## WHAT TO WORK ON:
List every line in this data where the string "beak" occurs.
AVAILABLE RECORDS section start
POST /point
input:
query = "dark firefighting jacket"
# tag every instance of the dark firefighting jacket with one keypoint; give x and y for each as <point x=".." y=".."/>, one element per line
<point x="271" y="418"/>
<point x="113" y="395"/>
AVAILABLE RECORDS section end
AVAILABLE RECORDS section start
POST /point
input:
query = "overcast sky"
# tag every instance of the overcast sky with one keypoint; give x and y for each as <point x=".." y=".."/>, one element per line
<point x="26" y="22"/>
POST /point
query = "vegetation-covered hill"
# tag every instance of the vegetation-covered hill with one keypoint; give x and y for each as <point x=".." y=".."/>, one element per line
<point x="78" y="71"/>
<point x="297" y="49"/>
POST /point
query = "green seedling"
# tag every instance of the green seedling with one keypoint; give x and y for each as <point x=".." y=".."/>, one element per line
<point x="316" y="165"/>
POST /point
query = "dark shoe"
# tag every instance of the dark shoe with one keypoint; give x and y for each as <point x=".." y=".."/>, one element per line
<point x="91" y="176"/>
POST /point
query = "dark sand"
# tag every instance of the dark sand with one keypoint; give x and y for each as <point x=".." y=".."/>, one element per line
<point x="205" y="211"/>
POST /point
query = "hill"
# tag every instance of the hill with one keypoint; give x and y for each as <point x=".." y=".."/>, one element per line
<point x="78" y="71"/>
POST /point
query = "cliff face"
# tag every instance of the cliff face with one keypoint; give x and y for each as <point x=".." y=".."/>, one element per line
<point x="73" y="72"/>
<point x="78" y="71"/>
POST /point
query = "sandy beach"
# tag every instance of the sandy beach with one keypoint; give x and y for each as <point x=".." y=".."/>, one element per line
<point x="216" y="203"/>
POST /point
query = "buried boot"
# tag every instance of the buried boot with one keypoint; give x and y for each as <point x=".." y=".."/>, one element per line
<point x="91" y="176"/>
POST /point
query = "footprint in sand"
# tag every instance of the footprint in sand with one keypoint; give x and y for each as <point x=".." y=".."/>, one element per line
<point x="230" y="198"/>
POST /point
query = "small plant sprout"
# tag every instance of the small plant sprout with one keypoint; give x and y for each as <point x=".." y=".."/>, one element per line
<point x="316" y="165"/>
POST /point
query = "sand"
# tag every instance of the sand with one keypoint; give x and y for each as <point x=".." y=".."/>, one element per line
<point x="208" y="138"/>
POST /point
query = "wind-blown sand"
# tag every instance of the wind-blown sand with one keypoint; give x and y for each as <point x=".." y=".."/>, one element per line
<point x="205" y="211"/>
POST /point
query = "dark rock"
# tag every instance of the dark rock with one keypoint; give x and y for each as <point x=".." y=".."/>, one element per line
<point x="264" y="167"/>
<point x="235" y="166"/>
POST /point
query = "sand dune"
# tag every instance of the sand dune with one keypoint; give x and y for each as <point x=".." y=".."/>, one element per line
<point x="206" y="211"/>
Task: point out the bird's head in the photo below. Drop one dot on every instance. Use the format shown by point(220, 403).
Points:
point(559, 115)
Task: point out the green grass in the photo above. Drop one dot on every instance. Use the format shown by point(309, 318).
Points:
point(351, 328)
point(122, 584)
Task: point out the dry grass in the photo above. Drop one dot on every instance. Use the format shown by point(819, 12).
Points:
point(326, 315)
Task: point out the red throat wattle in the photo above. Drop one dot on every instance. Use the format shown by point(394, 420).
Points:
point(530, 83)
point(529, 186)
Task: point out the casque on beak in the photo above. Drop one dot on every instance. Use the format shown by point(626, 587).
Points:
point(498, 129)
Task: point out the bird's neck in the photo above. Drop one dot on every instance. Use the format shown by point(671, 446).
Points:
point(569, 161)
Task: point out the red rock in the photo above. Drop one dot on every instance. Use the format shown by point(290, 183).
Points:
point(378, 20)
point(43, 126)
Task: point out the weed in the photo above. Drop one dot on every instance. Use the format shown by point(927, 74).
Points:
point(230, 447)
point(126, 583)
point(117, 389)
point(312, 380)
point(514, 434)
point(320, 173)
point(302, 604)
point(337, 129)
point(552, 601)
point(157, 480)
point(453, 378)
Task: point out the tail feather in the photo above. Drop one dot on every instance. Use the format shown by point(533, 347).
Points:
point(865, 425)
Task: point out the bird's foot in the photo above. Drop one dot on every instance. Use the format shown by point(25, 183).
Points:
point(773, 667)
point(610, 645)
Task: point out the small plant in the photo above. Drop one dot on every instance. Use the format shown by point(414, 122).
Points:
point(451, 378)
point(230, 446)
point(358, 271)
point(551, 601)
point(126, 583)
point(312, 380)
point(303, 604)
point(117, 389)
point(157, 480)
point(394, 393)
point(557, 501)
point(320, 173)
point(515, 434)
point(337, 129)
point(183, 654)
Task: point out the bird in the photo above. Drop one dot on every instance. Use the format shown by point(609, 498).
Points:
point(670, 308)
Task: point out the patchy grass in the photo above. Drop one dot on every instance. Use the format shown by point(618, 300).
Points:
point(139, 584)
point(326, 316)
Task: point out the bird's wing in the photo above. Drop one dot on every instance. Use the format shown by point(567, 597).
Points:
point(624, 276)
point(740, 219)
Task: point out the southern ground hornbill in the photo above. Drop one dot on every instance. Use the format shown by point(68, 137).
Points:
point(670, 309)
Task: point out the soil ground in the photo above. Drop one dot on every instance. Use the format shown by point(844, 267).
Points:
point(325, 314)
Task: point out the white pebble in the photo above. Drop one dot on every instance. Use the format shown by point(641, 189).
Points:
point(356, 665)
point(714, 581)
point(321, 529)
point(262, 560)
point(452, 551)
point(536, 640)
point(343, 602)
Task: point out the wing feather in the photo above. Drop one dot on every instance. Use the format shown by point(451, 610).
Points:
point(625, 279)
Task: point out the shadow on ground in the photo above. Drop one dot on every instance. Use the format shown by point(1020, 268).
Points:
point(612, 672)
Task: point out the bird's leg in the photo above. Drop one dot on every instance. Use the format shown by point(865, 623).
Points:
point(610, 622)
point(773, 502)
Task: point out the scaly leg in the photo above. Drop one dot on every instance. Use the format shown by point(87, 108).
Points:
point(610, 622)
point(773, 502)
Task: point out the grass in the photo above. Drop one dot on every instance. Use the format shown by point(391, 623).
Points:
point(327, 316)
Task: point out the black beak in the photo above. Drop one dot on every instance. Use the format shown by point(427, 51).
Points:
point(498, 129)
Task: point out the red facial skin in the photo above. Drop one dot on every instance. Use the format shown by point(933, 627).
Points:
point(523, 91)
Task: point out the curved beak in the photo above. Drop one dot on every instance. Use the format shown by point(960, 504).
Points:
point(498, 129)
AVAILABLE RECORDS section end
## EXERCISE ANSWER:
Task: point out the casque on beak in the photo above. Drop one dot on every instance. Use the format shown by point(626, 587).
Task: point out the black beak in the photo above. Drop one dot on every instance. Use the format shown by point(427, 51).
Task: point out the curved beak in the photo above. Drop one dot on every instance. Use the format shown by point(960, 504).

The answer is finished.